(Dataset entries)
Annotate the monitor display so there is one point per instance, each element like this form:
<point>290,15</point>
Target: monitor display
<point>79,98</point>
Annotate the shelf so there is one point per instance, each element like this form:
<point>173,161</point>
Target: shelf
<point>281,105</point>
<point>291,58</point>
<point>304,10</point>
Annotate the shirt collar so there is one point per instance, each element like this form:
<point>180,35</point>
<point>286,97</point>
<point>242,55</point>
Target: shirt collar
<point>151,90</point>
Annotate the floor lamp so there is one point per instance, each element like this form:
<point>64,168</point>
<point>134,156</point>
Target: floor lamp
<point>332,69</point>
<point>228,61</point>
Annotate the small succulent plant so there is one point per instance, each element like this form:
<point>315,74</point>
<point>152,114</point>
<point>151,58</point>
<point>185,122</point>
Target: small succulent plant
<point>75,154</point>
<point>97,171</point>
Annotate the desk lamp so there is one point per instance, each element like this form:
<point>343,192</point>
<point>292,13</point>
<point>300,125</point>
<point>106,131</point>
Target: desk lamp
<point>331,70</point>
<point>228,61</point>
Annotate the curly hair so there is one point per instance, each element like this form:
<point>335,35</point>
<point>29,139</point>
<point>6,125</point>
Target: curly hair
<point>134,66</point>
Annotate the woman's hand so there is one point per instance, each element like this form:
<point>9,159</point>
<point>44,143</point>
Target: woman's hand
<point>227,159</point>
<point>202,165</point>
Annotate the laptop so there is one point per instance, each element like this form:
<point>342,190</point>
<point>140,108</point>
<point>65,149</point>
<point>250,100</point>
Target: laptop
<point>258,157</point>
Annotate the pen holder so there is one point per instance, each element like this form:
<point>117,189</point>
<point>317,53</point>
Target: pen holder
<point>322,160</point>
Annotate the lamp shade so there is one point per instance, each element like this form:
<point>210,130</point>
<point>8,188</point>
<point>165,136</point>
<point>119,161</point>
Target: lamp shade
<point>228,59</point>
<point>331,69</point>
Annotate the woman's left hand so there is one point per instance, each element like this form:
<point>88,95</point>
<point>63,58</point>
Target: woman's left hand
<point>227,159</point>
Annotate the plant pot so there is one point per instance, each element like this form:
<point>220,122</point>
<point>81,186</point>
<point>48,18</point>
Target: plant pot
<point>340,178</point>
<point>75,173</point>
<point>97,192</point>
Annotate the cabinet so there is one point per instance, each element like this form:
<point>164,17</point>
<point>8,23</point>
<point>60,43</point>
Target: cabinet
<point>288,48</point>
* * *
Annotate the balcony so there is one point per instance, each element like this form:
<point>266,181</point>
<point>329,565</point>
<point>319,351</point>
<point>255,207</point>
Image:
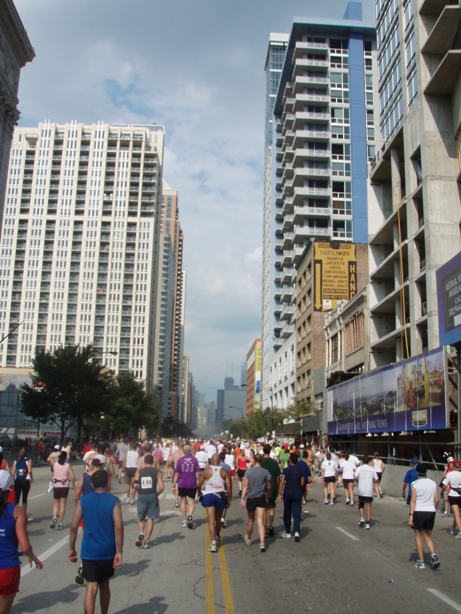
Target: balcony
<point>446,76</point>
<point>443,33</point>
* * *
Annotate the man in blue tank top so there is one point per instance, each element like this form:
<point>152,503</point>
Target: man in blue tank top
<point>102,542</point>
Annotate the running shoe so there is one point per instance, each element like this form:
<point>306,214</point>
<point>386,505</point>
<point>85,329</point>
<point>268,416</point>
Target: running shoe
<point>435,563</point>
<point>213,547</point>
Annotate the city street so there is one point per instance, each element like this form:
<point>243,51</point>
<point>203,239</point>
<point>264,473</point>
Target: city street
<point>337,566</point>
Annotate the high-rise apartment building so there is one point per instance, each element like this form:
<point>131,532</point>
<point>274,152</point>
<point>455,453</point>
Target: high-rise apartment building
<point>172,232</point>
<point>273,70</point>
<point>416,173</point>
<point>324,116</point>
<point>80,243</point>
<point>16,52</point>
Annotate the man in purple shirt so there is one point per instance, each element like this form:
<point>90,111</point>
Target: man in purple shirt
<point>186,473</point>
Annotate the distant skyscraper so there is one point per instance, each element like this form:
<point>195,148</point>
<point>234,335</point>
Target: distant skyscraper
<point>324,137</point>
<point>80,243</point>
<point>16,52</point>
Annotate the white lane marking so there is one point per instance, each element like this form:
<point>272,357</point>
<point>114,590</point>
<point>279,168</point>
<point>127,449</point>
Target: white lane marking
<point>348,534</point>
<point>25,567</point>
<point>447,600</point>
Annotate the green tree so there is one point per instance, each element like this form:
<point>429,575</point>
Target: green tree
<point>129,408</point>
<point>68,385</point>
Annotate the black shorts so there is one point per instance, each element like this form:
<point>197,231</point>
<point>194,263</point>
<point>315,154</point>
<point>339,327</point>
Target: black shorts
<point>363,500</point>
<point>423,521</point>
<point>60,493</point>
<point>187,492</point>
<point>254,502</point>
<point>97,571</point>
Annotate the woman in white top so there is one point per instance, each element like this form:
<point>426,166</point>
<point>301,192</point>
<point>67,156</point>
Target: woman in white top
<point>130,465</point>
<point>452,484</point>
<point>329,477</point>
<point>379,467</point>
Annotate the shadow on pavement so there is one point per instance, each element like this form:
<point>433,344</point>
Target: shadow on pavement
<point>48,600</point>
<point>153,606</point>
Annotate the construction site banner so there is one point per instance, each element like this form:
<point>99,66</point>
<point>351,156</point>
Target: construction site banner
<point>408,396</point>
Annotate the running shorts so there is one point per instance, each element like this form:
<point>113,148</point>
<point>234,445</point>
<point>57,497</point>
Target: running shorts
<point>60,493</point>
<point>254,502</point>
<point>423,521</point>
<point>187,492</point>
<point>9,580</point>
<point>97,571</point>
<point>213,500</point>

Problem statement
In the entries above, find the line holding "Annotate the city" and the line holding "<point>339,327</point>"; print both of them and every line between, exactly, and nothing else.

Answer for this exercise
Annotate the city street so there is one point per instance, each element like this form:
<point>243,51</point>
<point>203,239</point>
<point>264,473</point>
Target: city street
<point>337,566</point>
Annotate the high-rise apartment building so there is one point per instance, each element like this form:
<point>131,532</point>
<point>274,152</point>
<point>455,453</point>
Target: high-rise apartment building
<point>172,232</point>
<point>273,70</point>
<point>416,173</point>
<point>324,116</point>
<point>80,243</point>
<point>16,52</point>
Annotate the man in purple shirt so there is one point per instance, each element like this form:
<point>90,111</point>
Target: man in purple shirt
<point>186,473</point>
Annotate the distant skyscraper so there is one point per instance, each element like this form:
<point>195,148</point>
<point>234,335</point>
Target: distant skyscraper
<point>324,137</point>
<point>80,243</point>
<point>16,52</point>
Annotate the white lane marking so there is one point per instance, each element like this form:
<point>272,357</point>
<point>114,590</point>
<point>279,168</point>
<point>127,449</point>
Target: white lane marking
<point>348,534</point>
<point>25,567</point>
<point>447,600</point>
Annotate the green tree so there is one point per instance, each element like this form:
<point>429,575</point>
Target: green tree
<point>129,408</point>
<point>68,385</point>
Annotate the black shorts so there is one point per instance, each element like this form:
<point>197,231</point>
<point>194,263</point>
<point>315,154</point>
<point>339,327</point>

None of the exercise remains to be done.